══ Kaydedilen veriler

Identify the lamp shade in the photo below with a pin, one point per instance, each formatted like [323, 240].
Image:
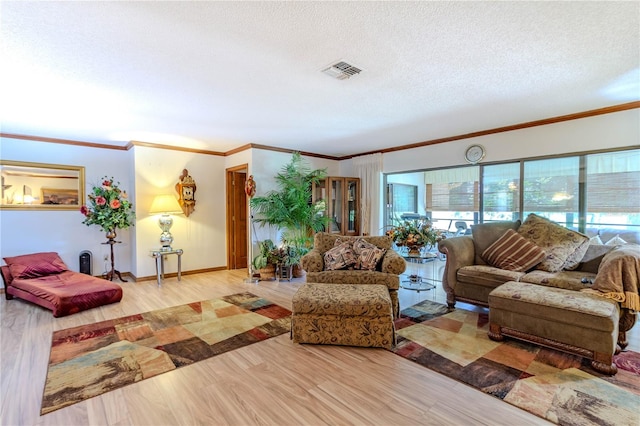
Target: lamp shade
[165, 204]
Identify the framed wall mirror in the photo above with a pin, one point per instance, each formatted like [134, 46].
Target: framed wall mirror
[39, 186]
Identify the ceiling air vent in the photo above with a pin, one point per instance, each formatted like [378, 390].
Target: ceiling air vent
[341, 70]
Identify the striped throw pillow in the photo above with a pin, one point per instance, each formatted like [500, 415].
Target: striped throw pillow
[513, 252]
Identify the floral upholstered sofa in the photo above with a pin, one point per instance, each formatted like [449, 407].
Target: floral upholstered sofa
[339, 259]
[542, 252]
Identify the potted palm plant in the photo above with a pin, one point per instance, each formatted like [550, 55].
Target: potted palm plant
[289, 208]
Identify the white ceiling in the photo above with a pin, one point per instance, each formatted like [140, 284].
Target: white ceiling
[219, 75]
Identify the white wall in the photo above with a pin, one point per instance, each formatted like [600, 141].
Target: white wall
[145, 172]
[23, 232]
[620, 129]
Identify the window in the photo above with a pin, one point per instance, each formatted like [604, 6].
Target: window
[501, 192]
[580, 191]
[404, 199]
[452, 195]
[550, 189]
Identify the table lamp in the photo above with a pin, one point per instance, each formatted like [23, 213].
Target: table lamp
[165, 205]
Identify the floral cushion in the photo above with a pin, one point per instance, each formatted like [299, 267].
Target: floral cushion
[35, 265]
[616, 241]
[513, 253]
[368, 255]
[369, 258]
[339, 257]
[558, 242]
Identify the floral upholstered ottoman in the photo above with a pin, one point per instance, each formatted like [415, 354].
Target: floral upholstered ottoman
[343, 314]
[568, 320]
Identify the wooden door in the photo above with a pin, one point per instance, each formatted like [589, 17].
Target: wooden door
[237, 224]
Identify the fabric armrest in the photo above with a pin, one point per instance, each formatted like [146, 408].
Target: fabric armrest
[393, 263]
[312, 261]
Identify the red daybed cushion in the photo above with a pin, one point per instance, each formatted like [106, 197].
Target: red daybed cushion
[64, 293]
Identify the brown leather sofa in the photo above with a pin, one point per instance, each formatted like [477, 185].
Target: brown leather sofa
[468, 278]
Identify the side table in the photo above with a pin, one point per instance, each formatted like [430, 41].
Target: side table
[158, 255]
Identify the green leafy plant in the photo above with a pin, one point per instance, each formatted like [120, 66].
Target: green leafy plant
[289, 207]
[268, 255]
[108, 207]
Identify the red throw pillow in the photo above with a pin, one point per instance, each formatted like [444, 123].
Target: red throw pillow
[35, 265]
[513, 252]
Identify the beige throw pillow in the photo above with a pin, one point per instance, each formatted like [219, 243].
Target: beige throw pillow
[485, 234]
[339, 257]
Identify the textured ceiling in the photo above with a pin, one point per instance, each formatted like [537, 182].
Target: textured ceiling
[219, 75]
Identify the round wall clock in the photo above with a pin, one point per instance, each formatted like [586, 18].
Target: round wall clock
[474, 153]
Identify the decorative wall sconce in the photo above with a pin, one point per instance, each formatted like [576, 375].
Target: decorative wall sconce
[165, 205]
[186, 188]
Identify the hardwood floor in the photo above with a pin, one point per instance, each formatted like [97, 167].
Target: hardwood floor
[272, 382]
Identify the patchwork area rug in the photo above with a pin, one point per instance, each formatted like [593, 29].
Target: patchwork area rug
[90, 360]
[556, 386]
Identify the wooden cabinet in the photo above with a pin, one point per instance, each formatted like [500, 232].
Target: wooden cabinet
[342, 203]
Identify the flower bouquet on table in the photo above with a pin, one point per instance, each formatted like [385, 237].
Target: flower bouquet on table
[415, 234]
[108, 208]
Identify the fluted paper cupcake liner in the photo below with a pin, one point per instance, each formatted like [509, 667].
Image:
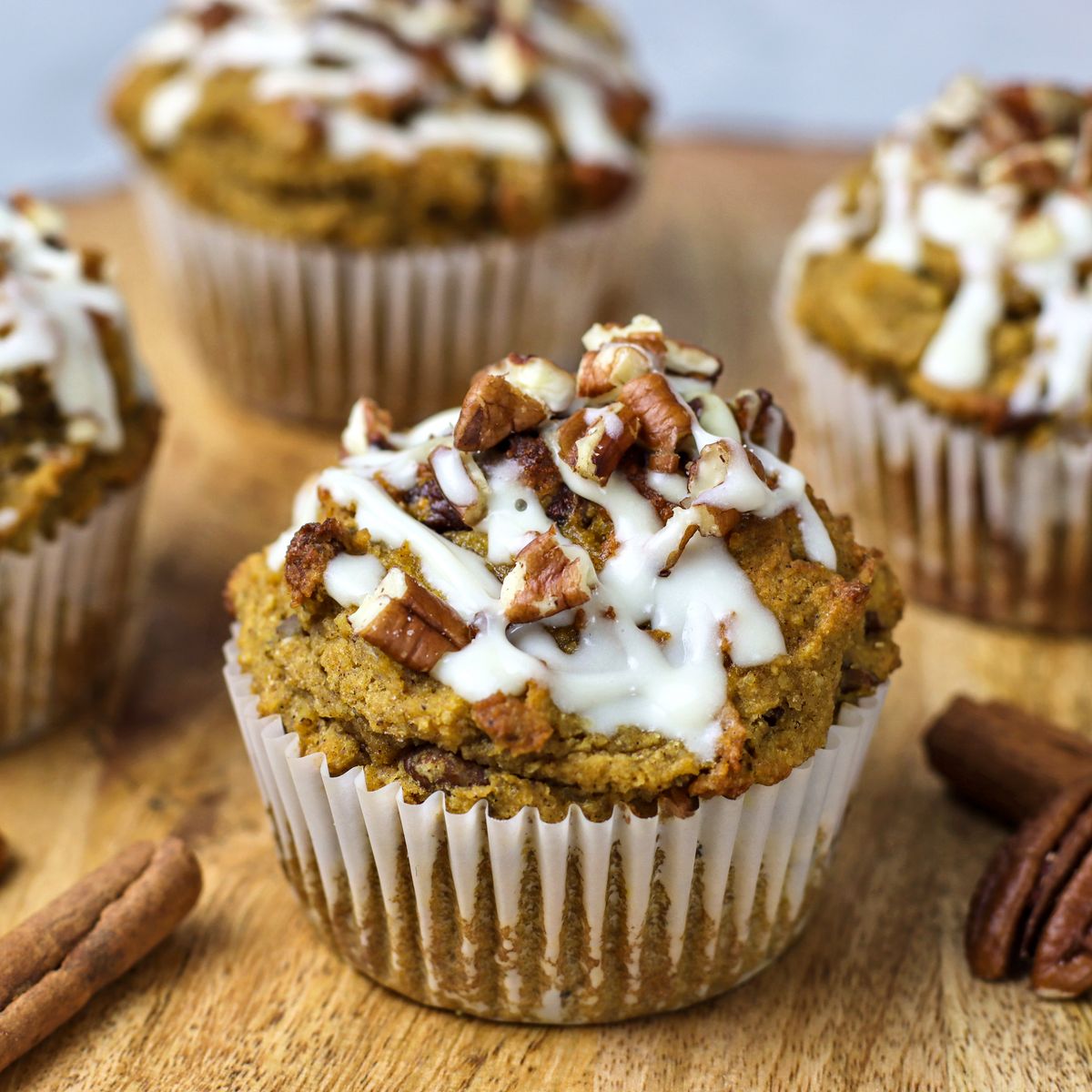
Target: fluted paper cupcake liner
[992, 527]
[304, 330]
[571, 922]
[63, 606]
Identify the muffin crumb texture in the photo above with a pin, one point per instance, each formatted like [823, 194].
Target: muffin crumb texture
[954, 266]
[385, 123]
[610, 588]
[76, 420]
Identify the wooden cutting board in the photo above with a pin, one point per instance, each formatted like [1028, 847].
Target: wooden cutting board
[245, 996]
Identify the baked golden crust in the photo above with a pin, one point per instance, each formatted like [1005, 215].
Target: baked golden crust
[315, 664]
[278, 162]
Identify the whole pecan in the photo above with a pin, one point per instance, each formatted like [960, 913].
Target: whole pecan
[1033, 905]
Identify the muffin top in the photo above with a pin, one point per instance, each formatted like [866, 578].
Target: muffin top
[955, 263]
[572, 590]
[76, 415]
[375, 123]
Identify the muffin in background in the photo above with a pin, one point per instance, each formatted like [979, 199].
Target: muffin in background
[77, 430]
[371, 197]
[936, 308]
[556, 700]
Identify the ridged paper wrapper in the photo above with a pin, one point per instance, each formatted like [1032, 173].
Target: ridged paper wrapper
[303, 330]
[536, 922]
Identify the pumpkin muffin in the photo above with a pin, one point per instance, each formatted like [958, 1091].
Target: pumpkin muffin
[77, 430]
[936, 309]
[376, 196]
[583, 633]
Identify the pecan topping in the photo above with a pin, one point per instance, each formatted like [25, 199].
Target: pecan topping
[593, 441]
[550, 576]
[404, 620]
[432, 768]
[1033, 905]
[663, 421]
[513, 724]
[610, 367]
[723, 481]
[312, 547]
[513, 396]
[369, 426]
[462, 483]
[763, 421]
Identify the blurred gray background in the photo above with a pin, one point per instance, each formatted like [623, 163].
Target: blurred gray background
[834, 71]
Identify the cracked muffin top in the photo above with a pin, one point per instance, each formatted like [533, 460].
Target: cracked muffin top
[382, 123]
[76, 418]
[955, 263]
[593, 589]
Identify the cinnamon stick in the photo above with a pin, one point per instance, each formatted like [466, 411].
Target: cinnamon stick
[55, 962]
[1006, 760]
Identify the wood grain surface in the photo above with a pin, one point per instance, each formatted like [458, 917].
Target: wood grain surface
[875, 995]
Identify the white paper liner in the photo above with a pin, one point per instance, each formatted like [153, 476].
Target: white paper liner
[63, 605]
[304, 330]
[991, 527]
[625, 917]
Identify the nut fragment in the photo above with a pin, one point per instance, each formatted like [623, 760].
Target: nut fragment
[1035, 901]
[605, 369]
[462, 483]
[513, 396]
[663, 420]
[593, 441]
[550, 576]
[513, 724]
[404, 620]
[312, 547]
[763, 421]
[369, 426]
[723, 483]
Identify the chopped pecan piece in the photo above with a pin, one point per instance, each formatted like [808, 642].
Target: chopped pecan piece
[513, 396]
[312, 547]
[693, 361]
[550, 576]
[724, 483]
[462, 483]
[404, 620]
[513, 724]
[664, 421]
[369, 426]
[610, 367]
[763, 421]
[432, 768]
[593, 441]
[1033, 905]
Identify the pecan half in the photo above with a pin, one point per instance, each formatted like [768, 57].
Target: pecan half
[312, 547]
[593, 441]
[550, 576]
[513, 724]
[663, 420]
[369, 426]
[763, 421]
[516, 394]
[609, 369]
[1033, 905]
[462, 483]
[404, 620]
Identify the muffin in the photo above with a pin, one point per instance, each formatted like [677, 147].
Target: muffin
[556, 699]
[372, 197]
[936, 308]
[77, 430]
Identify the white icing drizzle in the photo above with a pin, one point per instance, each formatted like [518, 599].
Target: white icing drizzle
[47, 309]
[620, 672]
[311, 52]
[937, 196]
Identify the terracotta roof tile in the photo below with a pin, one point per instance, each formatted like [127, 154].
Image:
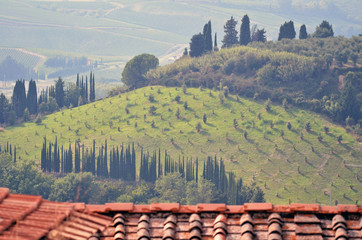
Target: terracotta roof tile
[165, 207]
[298, 207]
[258, 206]
[120, 207]
[188, 209]
[207, 207]
[30, 217]
[347, 208]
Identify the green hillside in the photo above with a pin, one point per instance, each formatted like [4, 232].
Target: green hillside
[285, 166]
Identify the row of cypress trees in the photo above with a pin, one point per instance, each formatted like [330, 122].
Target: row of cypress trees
[9, 149]
[23, 104]
[122, 164]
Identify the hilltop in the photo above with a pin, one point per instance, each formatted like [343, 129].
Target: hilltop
[254, 142]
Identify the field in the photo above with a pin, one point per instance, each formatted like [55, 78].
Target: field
[289, 165]
[104, 30]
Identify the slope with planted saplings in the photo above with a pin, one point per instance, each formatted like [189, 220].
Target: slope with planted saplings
[284, 150]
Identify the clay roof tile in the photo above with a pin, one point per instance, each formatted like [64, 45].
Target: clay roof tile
[207, 207]
[299, 207]
[338, 219]
[247, 236]
[258, 206]
[169, 225]
[274, 228]
[194, 217]
[120, 207]
[172, 218]
[195, 234]
[143, 225]
[119, 216]
[168, 233]
[246, 218]
[120, 228]
[220, 218]
[347, 208]
[274, 216]
[4, 192]
[219, 231]
[247, 228]
[119, 236]
[275, 236]
[144, 218]
[340, 232]
[195, 224]
[165, 207]
[143, 233]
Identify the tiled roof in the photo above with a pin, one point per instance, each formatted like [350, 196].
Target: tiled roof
[30, 217]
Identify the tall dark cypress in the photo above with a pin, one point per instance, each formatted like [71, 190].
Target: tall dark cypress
[245, 36]
[32, 98]
[303, 32]
[207, 37]
[59, 92]
[19, 98]
[105, 161]
[93, 161]
[43, 157]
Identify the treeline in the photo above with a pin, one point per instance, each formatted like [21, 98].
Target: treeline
[8, 149]
[23, 105]
[152, 167]
[24, 177]
[201, 43]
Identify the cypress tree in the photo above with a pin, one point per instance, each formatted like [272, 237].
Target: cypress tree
[303, 32]
[32, 98]
[245, 36]
[287, 31]
[197, 47]
[93, 158]
[59, 92]
[19, 98]
[230, 37]
[207, 37]
[43, 156]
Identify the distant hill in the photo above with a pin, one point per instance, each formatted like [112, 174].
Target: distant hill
[253, 139]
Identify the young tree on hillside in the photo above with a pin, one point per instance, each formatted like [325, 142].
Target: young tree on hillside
[259, 36]
[19, 98]
[4, 108]
[215, 43]
[32, 98]
[207, 37]
[324, 30]
[303, 32]
[245, 37]
[350, 105]
[287, 31]
[197, 45]
[59, 92]
[135, 69]
[230, 37]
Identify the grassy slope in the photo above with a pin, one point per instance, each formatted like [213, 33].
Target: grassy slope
[271, 161]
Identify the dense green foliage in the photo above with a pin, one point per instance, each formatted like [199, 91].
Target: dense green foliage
[324, 30]
[303, 32]
[135, 69]
[24, 106]
[197, 45]
[287, 31]
[231, 35]
[263, 153]
[245, 35]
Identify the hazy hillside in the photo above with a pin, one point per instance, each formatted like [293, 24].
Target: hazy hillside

════

Görev tanımı |
Kayıtlarda "Identify the hazy" ifadesini içeren satırdan başlayıp kayıtların sonunda biten satırlarda "hazy hillside" ifadesini "foggy hillside" olarak değiştirin. Yalnızca bu satırları, başka hiçbir şeye dokunmadan yeniden yazın.

Alıştırma çıktısı |
Identify the foggy hillside in the photo above with a pin, one point per instance, each formatted like [293, 24].
Target: foggy hillside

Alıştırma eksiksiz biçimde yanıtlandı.